Render these lines as a numbered list, omitting any blank lines.

Coordinate annotation lines
▽

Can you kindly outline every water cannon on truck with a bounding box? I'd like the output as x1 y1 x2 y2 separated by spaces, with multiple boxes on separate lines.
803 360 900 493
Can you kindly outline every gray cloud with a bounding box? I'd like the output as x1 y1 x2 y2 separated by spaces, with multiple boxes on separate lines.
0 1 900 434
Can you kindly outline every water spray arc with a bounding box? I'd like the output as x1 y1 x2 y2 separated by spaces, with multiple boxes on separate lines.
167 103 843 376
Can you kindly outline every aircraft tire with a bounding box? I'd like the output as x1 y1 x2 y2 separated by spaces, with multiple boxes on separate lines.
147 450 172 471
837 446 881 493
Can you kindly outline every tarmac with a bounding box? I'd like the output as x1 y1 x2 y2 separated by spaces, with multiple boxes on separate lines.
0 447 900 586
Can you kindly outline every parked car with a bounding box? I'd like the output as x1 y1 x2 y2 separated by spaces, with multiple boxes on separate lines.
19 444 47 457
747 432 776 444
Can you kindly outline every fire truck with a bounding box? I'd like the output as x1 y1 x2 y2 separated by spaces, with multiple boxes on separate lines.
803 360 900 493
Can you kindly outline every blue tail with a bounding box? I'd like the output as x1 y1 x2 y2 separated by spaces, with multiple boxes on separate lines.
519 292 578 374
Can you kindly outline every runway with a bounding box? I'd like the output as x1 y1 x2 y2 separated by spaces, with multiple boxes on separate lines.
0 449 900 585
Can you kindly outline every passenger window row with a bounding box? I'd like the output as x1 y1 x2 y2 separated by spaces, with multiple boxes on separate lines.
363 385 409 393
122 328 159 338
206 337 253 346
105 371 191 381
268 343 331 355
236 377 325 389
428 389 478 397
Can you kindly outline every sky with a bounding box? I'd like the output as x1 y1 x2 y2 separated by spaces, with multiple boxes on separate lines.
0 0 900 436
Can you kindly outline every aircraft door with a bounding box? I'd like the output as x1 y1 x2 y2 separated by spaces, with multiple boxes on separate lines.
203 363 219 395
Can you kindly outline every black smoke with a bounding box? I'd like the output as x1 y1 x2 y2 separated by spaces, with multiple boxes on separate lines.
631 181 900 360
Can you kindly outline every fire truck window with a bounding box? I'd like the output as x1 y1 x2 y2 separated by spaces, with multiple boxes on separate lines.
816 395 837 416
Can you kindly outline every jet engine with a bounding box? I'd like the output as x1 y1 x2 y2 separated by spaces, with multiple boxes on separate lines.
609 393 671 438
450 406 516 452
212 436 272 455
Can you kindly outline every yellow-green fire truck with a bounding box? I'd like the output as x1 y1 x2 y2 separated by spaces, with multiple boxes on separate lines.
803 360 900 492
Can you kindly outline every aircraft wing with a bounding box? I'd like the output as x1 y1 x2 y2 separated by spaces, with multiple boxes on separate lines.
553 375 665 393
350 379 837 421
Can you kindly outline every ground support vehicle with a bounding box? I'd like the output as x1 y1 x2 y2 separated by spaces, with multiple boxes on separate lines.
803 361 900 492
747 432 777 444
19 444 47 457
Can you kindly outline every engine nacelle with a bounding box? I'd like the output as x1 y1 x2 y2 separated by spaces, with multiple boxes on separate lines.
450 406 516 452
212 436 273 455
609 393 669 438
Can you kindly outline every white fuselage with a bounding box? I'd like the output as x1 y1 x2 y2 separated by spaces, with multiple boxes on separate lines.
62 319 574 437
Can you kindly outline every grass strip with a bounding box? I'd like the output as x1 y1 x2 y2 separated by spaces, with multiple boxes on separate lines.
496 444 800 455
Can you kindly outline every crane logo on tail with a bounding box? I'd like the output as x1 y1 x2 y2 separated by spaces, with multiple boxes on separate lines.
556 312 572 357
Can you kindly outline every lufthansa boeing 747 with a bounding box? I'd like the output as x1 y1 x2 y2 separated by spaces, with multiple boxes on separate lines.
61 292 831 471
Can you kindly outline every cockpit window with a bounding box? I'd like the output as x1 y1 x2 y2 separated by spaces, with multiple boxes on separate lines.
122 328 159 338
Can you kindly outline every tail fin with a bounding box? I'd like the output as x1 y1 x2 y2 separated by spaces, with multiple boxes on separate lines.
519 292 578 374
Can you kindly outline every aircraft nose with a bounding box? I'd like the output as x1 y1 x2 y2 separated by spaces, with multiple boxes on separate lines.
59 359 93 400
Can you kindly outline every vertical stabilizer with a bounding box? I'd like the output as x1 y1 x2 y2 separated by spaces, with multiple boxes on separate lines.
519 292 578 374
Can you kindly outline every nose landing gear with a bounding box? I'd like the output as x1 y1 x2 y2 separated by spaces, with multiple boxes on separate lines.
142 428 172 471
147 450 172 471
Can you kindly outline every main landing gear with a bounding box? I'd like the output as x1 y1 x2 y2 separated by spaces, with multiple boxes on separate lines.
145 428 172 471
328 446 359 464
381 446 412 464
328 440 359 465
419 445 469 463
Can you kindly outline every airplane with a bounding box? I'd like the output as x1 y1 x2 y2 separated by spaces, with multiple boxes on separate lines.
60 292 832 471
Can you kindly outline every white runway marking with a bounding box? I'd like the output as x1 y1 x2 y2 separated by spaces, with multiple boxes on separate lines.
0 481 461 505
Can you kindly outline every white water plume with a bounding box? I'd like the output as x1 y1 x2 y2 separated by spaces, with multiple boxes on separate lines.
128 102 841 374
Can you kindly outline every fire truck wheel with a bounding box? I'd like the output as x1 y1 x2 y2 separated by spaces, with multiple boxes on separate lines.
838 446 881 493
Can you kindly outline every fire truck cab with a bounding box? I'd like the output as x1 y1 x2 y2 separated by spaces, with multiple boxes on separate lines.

△

**Solved exercise**.
1. Can you kindly outline every water cannon on truck with a bounding box? I'd like the output as x1 y1 x2 y2 separated by spaces, with multiple boxes on separate lines.
2. 803 360 900 493
3. Can you kindly outline every gray cloud with a bounding box? I'd like the output as x1 y1 x2 y2 separated by spaces, with multiple boxes on separate lines.
4. 0 1 900 434
5. Can you kindly outline every water spray arc with a bounding box? I'd like the output as x1 y1 x2 y2 separated by spaces, with multiple boxes on separate lines.
6. 167 103 843 376
7. Can you kindly outline every aircraft tire with a bounding box? I'd like the output as x1 y1 x2 y2 separated by spaces, with multiple boxes on separate lines.
8. 147 450 172 471
9. 837 446 881 493
10. Can you kindly outline every tarmac with a bounding box? I'd like the output as x1 y1 x2 y2 separated by spaces, with multiple boxes on separate lines.
11. 0 447 900 586
12. Can you kindly outline every parked car with a bounding box? I'd like the output as x1 y1 x2 y2 separated by spaces, with multiple boxes on separate lines.
13. 19 444 47 457
14. 747 432 776 444
15. Can you kindly outline every fire truck with a bounding box? I'd like the output as x1 y1 x2 y2 separated by spaces, with multiple boxes on separate lines.
16. 803 360 900 493
17. Can you kindly outline every blue tail with a bounding box? I'd like the output as x1 y1 x2 y2 separated by spaces, with multiple boxes on separate lines.
18. 519 292 578 374
19. Can you kindly outline every runway with a bounding box? I'd like the output as x1 y1 x2 y2 separated by spaces, with multiple boxes on separate lines.
20. 0 449 900 585
21. Can you kindly outline every passenger window row with a bounding box? I'd like the output as x1 y1 x2 y2 separated by spaces, with multiple boxes on separate lines.
22. 363 385 409 393
23. 122 328 159 338
24. 206 337 253 346
25. 105 371 191 381
26. 268 343 331 355
27. 236 377 325 389
28. 428 389 478 397
29. Can you kindly outline every sky with a bounding box? I'd like the output as x1 y1 x2 y2 separated by spaces, with multiple boxes on separate lines.
30. 0 0 900 436
31. Can you kindly outline every aircraft door with a bounding box? I'd like the output as x1 y1 x2 y2 separated by spaces, with multiple boxes on separate lines.
32. 203 363 219 395
33. Can you kindly outline every black smoke with a bounding box? I'd like the output as x1 y1 x2 y2 separated by spaces, with multiple boxes on separate lines.
34. 631 181 900 360
35. Can you kindly outline every fire truck window with a bounding box? I'd like the output as x1 y1 x2 y2 separated by spaces, with multiple boxes on separate lines.
36. 816 395 837 416
37. Can you kindly outline every jet engine with a bounding box? I'd like the output as x1 y1 x2 y2 separated by spaces, with multiple boxes on separate lines.
38. 609 393 671 438
39. 450 406 516 452
40. 212 436 272 455
41. Can you kindly outline every yellow-green fire truck with a bounding box? I'd like the output as x1 y1 x2 y2 separated by spaces, with multiple boxes on separate lines.
42. 803 360 900 492
43. Can you kindly outline every aircraft wing with a bounding box? I'd like the output as x1 y1 x2 y2 separated by spaces, with multiple boxes on separate lines.
44. 553 375 665 393
45. 350 379 837 421
46. Can you kindly outline every ground support vehicle with a bounding box? I'd like the output as x1 y1 x2 y2 separated by spaces, with multiple boxes on separate lines.
47. 803 361 900 492
48. 747 432 777 444
49. 19 444 47 457
50. Can you kindly outline every engine nacelle with a bounding box? I'd like the output as x1 y1 x2 y2 separated by spaces, with multiple boxes on separate lines.
51. 450 406 516 452
52. 212 436 273 455
53. 609 393 669 438
54. Can you kindly outline every white fuselage with a bounding box? I'd like the output as x1 y1 x2 y2 separated by spaces, with multiple boxes on separate lines.
55. 62 319 574 437
56. Can you kindly outline every grass strip with a bounding box? I'd like the output as x1 y1 x2 y2 separated by spaces, with multiple boxes on separate lines.
57. 496 444 800 455
58. Can you kindly outline every crane logo on tail with a bounding box? I'd like the output as x1 y1 x2 y2 separated by spaces, with multiple boxes on separate lines.
59. 556 312 572 357
60. Can you kindly outline every lufthansa boeing 747 with a bounding box? I'd like the output as x1 y1 x2 y2 separated by spaces, with multiple boxes on separate lines.
61. 61 292 831 471
62. Can you kindly outline every cockpit window with a bounding box? I'd like the output as x1 y1 x2 y2 separated by spaces, with multiple boxes on separate lines.
63. 122 328 159 338
64. Can you kindly outline every tail fin with a bounding box? I'd like the output as x1 y1 x2 y2 separated by spaces, with multiple boxes on separate lines.
65. 519 292 578 374
66. Can you kindly outline every aircraft nose with a bounding box? I'd like the output as x1 y1 x2 y2 separated by spaces, with multiple boxes on separate lines.
67. 59 359 93 400
68. Can you kindly outline every vertical stabilizer with a bounding box? I'd like the output as x1 y1 x2 y2 separated by spaces, with multiple boxes on separate lines.
69. 519 292 578 374
70. Can you kindly outline every nose landing gear with a bounding box? I'd like the output as x1 y1 x2 y2 separated by spaces, with multiple boxes on separate lines.
71. 142 428 172 471
72. 147 450 172 471
73. Can you kindly outline every main landing gear with a bounding box? I'd like the output as x1 y1 x2 y2 separated by spaces, with multiple boxes on separate lines.
74. 145 428 172 471
75. 328 446 359 464
76. 381 446 412 464
77. 328 440 359 465
78. 419 445 469 463
79. Can you kindly outline every airplane with a bounding box? I'd like the output as x1 y1 x2 y2 separated by spaces, with multiple boxes on separate lines.
80. 60 292 832 471
81. Can you kindly outline every white runway marking with a bounding box? I'd like the output as x1 y1 x2 y2 separated by spaces, with multiple boxes on separate lines.
82. 0 481 461 505
83. Can you kindly outline every white water plume with a bounding box? I'd like the output as x1 y1 x2 y2 separated by spaces, with multiple boxes on separate lines.
84. 128 102 841 374
85. Can you kindly outline every fire truck wheel with a bounding box? I'd like the output as x1 y1 x2 y2 separated by spaces, with multiple boxes on separate lines.
86. 838 446 881 493
87. Can you kindly outline every fire truck cab with a bounding box? I'd like the output as x1 y1 x2 y2 separated by spaces, with multiple boxes on separate lines.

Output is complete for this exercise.